Start of Page text

How data clean rooms might help keep the internet open

Are data clean rooms the solution to what IAB CEO David Cohen has called the “slow-motion train wreck” of addressability? Voices at the IAB will tell you that they have a big role to play.

“The issue with addressability is that once cookies go away, and with the loss of identifiers, about 80% of the addressable market will become unknown audiences which is why there is a need for privacy-centric consent and a better consent-value exchange,” said Jeffrey Bustos, VP, measurement, addressability and data at the IAB.

“Everyone’s talking about first-party data, and it is very valuable,” he explained, “but most publishers who don’t have sign-on, they have about 3 to 10% of their readership’s first-party data.” First-party data, from the perspective of advertisers who want to reach relevant and audiences, and publishers who want to offer valuable inventory, just isn’t enough.

Why we care. Two years ago, who was talking about data clean rooms? The surge of interest is recent and significant, according to the IAB. DCRs have the potential, at least, to keep brands in touch with their audiences on the open internet; to maintain viability for publishers’ inventories; and to provide sophisticated measurement capabilities.

How data clean rooms can help. DCRs are a type of privacy-enhancing technology that allows data owners (including brands and publishers) to share customer first-party data in a privacy-compliant way. Clean rooms are secure spaces where first-party data from a number of sources can be resolved to the same customer’s profile while that profile remains anonymized.

End of Page text
Start of Provided information

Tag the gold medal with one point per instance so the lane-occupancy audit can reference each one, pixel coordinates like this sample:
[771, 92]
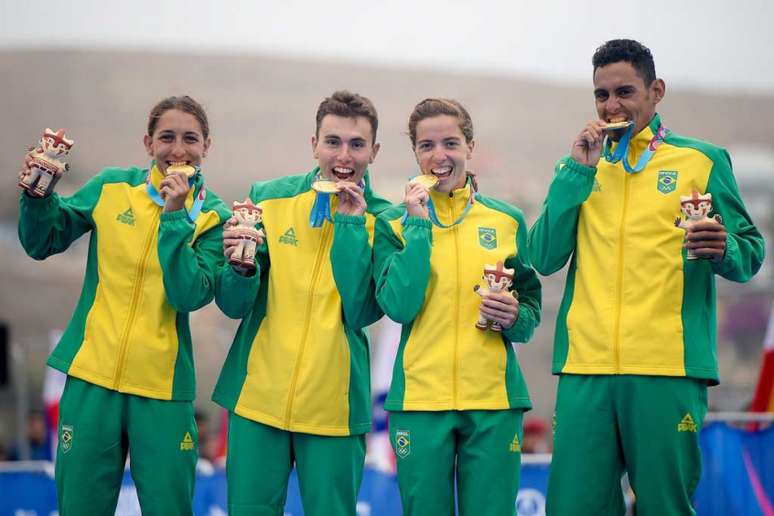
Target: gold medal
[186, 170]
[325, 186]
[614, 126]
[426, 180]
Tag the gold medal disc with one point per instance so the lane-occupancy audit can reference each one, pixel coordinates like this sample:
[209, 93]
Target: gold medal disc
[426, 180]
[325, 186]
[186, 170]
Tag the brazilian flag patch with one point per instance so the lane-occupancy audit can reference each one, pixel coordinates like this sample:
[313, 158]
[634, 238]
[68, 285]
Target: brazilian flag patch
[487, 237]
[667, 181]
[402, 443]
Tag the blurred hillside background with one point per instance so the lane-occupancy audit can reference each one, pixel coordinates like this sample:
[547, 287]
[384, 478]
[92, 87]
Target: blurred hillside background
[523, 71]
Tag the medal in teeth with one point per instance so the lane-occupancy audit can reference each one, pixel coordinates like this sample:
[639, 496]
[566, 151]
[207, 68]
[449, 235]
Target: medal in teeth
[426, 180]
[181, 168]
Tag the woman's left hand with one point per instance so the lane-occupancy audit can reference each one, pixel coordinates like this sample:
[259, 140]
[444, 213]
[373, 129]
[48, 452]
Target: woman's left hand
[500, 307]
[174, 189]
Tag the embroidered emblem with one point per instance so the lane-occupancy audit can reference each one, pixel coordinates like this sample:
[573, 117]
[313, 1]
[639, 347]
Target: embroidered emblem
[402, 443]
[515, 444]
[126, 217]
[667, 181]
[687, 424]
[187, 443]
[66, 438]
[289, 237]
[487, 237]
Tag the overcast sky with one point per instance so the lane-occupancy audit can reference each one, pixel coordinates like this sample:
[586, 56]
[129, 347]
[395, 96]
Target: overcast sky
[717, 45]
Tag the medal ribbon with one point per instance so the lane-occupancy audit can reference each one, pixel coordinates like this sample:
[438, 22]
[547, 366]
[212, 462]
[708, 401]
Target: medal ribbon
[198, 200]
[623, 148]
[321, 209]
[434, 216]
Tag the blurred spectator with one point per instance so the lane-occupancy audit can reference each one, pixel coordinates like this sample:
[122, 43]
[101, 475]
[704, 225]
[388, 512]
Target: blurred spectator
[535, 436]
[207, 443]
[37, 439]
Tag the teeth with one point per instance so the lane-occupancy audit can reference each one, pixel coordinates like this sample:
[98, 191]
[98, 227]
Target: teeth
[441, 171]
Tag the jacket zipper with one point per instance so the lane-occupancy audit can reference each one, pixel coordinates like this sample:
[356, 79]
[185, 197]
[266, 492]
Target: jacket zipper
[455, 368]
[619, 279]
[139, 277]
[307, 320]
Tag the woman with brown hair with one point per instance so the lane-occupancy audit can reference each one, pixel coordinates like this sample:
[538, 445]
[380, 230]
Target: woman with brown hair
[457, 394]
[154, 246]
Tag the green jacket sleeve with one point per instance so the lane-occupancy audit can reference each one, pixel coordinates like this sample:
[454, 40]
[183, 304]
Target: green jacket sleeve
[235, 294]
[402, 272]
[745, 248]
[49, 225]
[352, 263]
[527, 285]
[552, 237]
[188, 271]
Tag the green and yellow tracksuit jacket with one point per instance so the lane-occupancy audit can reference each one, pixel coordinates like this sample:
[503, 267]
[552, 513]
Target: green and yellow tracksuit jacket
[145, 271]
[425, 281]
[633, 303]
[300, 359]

End of Provided information
Start of Provided information

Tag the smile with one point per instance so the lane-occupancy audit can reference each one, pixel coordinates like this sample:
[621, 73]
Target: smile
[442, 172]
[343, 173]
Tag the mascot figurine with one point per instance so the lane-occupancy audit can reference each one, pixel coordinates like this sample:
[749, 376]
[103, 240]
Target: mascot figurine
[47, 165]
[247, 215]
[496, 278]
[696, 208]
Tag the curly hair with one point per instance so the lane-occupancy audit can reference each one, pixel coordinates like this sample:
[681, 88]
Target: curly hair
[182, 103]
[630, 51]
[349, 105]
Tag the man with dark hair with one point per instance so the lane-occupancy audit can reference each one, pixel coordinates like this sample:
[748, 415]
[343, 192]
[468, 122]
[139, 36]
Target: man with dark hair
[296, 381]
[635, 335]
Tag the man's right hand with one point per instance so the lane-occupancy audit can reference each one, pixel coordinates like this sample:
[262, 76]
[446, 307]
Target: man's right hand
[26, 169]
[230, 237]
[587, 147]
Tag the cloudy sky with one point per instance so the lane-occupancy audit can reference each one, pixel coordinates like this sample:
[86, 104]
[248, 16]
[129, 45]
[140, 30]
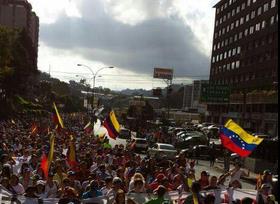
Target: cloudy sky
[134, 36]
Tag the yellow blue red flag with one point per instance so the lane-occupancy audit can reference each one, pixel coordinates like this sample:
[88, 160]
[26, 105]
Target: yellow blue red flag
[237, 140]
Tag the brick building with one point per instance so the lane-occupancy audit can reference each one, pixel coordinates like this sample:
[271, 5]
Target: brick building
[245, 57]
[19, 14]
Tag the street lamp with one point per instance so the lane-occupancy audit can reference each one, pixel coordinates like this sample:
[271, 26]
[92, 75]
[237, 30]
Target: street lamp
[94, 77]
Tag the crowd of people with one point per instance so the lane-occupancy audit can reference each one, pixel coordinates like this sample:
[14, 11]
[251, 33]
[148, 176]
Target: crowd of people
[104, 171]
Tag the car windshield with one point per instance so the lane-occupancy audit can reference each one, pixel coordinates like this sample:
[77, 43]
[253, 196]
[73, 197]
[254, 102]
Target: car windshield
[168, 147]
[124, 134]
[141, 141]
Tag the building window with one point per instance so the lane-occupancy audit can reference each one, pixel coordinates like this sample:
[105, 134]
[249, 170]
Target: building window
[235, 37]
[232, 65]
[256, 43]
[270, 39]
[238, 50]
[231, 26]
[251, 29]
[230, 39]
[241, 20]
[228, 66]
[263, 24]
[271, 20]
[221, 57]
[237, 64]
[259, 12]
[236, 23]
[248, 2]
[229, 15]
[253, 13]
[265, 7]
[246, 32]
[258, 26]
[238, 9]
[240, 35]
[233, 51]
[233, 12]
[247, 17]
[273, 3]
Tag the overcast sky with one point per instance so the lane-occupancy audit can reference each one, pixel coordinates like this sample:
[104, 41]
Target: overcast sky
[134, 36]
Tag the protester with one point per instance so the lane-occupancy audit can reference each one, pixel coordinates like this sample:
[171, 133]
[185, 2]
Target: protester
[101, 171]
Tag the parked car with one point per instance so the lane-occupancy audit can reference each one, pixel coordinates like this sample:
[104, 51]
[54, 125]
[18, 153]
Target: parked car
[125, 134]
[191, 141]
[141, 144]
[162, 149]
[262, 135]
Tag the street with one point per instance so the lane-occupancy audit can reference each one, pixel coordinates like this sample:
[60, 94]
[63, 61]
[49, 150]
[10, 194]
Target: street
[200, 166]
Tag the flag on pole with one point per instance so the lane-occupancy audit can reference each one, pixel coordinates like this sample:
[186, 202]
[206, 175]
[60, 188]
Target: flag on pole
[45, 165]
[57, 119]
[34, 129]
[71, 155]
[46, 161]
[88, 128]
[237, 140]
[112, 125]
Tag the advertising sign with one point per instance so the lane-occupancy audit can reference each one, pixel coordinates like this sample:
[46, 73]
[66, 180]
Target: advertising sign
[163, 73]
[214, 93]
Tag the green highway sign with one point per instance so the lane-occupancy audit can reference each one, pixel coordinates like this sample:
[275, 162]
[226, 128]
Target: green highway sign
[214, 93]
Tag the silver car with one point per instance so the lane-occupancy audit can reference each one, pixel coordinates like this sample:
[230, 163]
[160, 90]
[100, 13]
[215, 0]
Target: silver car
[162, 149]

End of Provided information
Start of Provided information

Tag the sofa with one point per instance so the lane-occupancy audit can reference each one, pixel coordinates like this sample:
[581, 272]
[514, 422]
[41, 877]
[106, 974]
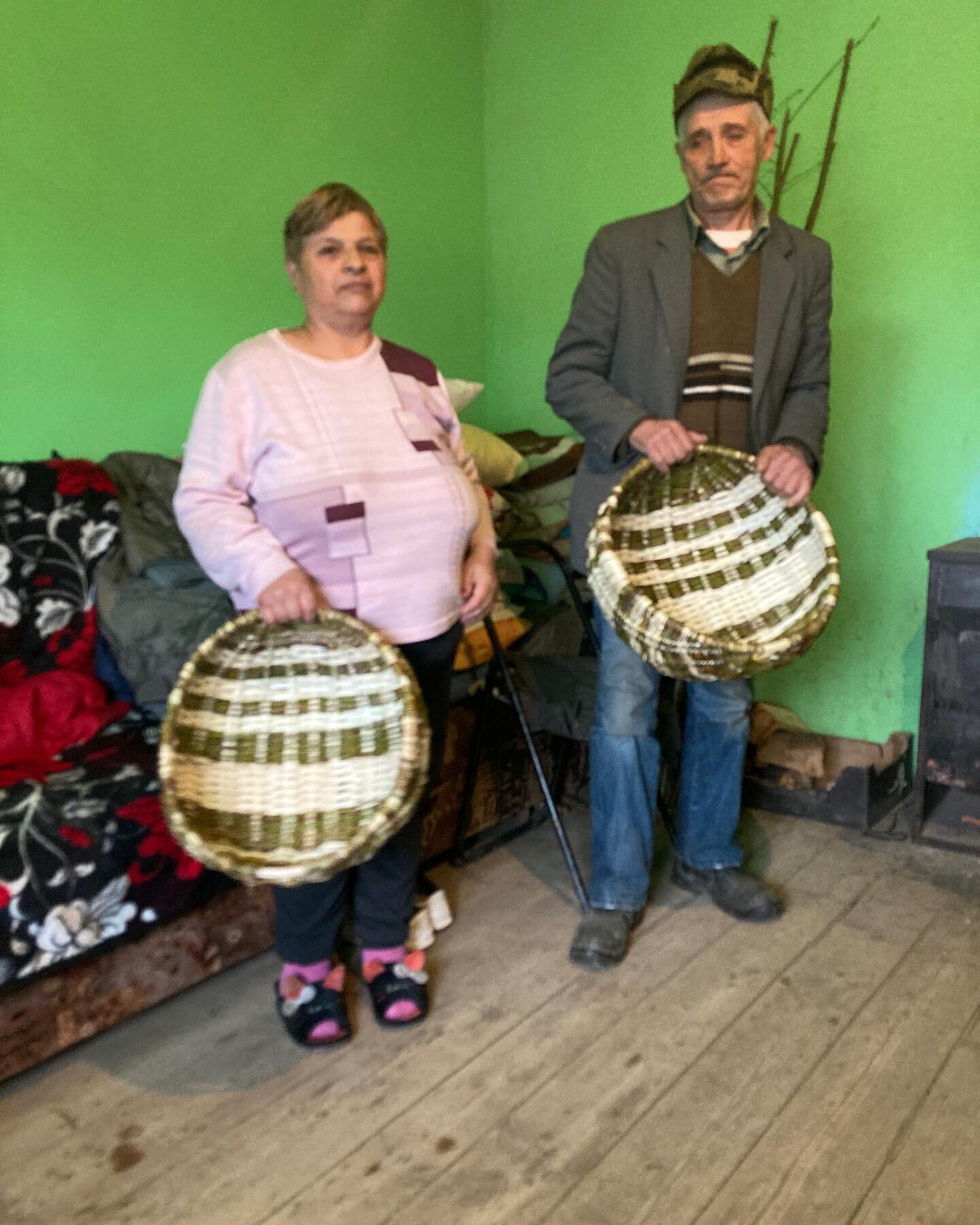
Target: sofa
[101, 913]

End of Provided information

> Things to do:
A - Print the data clean rooms article from "Are data clean" down to "role to play.".
B - Carry the data clean rooms article on past its final sentence.
The lines above stand on their own and are not part of the data clean rooms article.

> Task-by-task results:
A -
Are data clean rooms the solution to what IAB CEO David Cohen has called the “slow-motion train wreck” of addressability? Voices at the IAB will tell you that they have a big role to play.

B -
In other words, a DCR is a kind of Switzerland — a space where a truce is called on competition while first-party data is enriched without compromising privacy.

“The value of a data clean room is that a publisher is able to collaborate with a brand across both their data sources and the brand is able to understand audience behavior,” said Bestos. For example, a brand selling eye-glasses might know nothing about their customers except basic transactional data — and that they wear glasses. Matching profiles with a publisher’s behavioral data provides enrichment.

“If you’re able to understand behavioral context, you’re able to understand what your customers are reading, what they’re interested in, what their hobbies are,” said Bustos. Armed with those insights, a brand has a better idea of what kind of content they want to advertise against.

The publisher does need to have a certain level of first-party data for the matching to take place, even if it doesn’t have a universal requirement for sign-ins like The New York Times. A publisher may be able to match only a small percentage of the eye-glass vendor’s customers, but if they like reading the sports and arts sections, at least that gives some directional guidance as to what audience the vendor should target.

Dig deeper: Why we care about data clean rooms

What counts as good matching? In its “State of Data 2023” report, which focuses almost exclusively on data clean rooms, concern is expressed that DCR efficacy might be threatened by poor match rates. Average match rates hover around 50% (less for some types of DCR).

Bustos is keen to put this into context. “When you are matching data from a cookie perspective, match rates are usually about 70-ish percent,” he said, so 50% isn’t terrible, although there’s room for improvement.

One obstacle is a persistent lack of interoperability between identity solutions — although it does exist; LiveRamp’s RampID is interoperable, for example, with The Trade Desk’s UID2.

Nevertheless, said Bustos, “it’s incredibly difficult for publishers. They have a bunch of identity pixels firing for all these different things. You don’t know which identity provider to use. Definitely a long road ahead to make sure there’s interoperability.”

Maintaining an open internet. If DCRs can contribute to solving the addressability problem they will also contribute to the challenge of keeping the internet open. Walled gardens like Facebook do have rich troves of first-party and behavioral data; brands can access those audiences, but with very limited visibility into them.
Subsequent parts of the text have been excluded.